[Start of section]
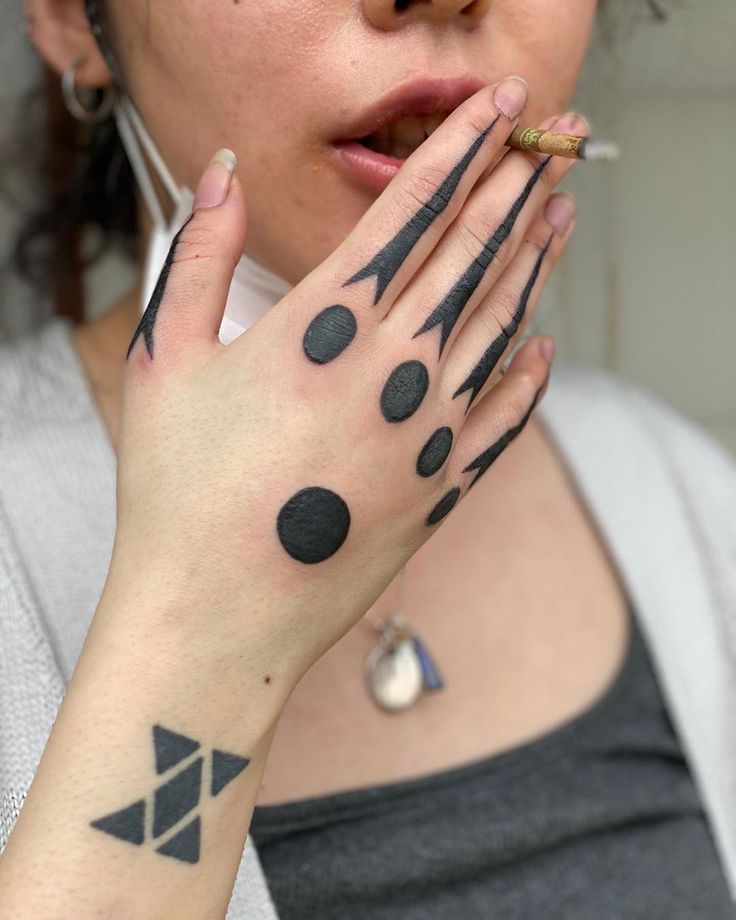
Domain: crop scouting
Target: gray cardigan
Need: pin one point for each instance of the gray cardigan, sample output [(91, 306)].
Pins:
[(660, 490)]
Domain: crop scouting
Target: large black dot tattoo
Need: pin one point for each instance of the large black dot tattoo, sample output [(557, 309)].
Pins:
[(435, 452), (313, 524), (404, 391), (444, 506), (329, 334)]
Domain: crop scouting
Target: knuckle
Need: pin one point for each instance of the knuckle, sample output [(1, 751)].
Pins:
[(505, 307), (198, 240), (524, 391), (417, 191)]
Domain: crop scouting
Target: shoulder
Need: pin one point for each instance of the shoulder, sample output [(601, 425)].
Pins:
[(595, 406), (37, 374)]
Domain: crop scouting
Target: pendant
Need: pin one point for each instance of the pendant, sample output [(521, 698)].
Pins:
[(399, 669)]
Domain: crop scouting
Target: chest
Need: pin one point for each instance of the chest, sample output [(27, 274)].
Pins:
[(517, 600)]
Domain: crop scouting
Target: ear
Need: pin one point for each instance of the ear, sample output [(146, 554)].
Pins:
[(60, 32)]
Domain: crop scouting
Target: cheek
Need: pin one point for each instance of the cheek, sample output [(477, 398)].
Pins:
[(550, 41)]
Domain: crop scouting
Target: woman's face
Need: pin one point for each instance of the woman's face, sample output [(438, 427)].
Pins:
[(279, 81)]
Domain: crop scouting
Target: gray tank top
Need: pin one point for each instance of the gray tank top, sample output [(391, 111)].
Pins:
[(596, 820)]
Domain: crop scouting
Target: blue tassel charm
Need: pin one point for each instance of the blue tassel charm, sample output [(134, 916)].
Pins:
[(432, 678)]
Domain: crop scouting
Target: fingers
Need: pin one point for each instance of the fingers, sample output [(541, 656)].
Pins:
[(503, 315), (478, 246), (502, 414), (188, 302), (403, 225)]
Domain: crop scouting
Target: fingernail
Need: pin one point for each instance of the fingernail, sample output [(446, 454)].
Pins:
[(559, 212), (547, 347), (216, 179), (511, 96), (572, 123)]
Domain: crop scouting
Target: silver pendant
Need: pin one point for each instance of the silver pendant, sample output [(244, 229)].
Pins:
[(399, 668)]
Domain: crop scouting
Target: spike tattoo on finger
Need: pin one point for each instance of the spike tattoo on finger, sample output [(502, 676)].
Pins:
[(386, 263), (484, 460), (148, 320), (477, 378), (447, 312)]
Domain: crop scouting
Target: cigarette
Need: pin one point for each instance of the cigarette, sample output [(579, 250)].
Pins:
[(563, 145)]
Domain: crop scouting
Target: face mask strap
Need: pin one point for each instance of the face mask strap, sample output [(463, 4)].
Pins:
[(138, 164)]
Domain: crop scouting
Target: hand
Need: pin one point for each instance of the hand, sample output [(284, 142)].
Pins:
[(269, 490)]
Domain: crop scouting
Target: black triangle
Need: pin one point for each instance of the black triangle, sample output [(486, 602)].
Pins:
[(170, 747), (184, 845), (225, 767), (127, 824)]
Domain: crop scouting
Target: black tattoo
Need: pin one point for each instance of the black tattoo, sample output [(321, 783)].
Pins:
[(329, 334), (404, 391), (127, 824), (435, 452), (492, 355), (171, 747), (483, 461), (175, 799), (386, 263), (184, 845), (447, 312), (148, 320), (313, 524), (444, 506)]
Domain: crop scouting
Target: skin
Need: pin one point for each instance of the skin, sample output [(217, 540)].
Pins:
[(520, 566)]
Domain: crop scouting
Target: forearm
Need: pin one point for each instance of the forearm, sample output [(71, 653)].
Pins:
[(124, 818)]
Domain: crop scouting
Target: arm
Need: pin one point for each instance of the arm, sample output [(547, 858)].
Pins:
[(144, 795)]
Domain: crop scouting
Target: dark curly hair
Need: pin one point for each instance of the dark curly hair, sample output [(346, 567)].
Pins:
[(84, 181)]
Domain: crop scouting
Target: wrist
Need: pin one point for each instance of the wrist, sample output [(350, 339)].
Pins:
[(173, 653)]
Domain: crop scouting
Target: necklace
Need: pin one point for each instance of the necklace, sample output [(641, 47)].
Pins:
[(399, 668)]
[End of section]
[Start of section]
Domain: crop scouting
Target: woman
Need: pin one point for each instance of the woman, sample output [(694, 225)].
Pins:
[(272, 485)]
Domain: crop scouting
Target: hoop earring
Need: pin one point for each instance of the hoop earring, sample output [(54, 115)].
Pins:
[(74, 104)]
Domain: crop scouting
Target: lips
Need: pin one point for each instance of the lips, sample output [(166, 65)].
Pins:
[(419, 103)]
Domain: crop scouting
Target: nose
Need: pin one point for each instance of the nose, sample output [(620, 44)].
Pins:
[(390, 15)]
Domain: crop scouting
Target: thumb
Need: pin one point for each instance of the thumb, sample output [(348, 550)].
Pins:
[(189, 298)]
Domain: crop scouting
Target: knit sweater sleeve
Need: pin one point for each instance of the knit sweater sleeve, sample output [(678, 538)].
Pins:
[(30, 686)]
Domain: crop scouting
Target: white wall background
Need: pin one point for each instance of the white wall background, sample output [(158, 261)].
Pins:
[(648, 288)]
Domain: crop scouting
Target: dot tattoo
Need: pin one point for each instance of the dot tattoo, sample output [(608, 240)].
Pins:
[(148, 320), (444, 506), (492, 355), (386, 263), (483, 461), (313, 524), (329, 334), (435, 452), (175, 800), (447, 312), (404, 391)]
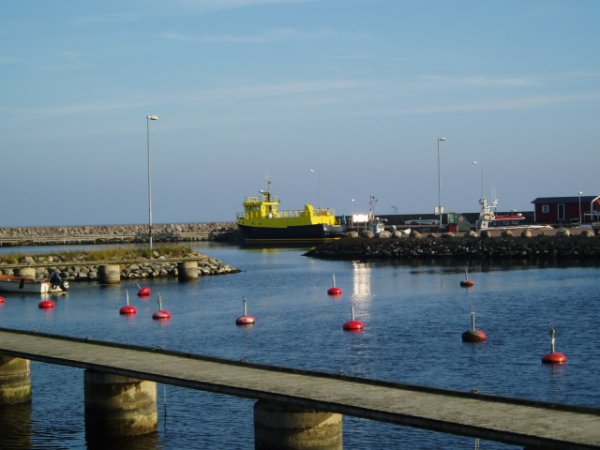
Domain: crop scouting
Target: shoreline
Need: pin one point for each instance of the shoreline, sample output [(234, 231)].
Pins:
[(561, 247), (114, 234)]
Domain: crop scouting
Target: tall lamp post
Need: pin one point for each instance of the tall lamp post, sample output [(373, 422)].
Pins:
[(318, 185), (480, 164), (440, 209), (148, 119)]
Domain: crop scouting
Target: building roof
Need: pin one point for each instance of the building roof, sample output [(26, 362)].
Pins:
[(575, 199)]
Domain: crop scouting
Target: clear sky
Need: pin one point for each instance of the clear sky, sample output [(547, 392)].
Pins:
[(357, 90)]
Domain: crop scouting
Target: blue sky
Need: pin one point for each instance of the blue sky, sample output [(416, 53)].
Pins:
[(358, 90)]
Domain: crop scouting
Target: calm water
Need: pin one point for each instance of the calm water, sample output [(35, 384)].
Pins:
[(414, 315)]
[End of section]
**ACTIVITY:**
Copy each line in the entries above where "gray" turns up.

**ANSWER SPACE:**
Target: gray cardigan
Need: pin one point for each instance of the gray cardigan, sample output [(91, 306)].
Target: gray tank top
Need: pin one point for each instance of the gray tank top, sample output [(391, 111)].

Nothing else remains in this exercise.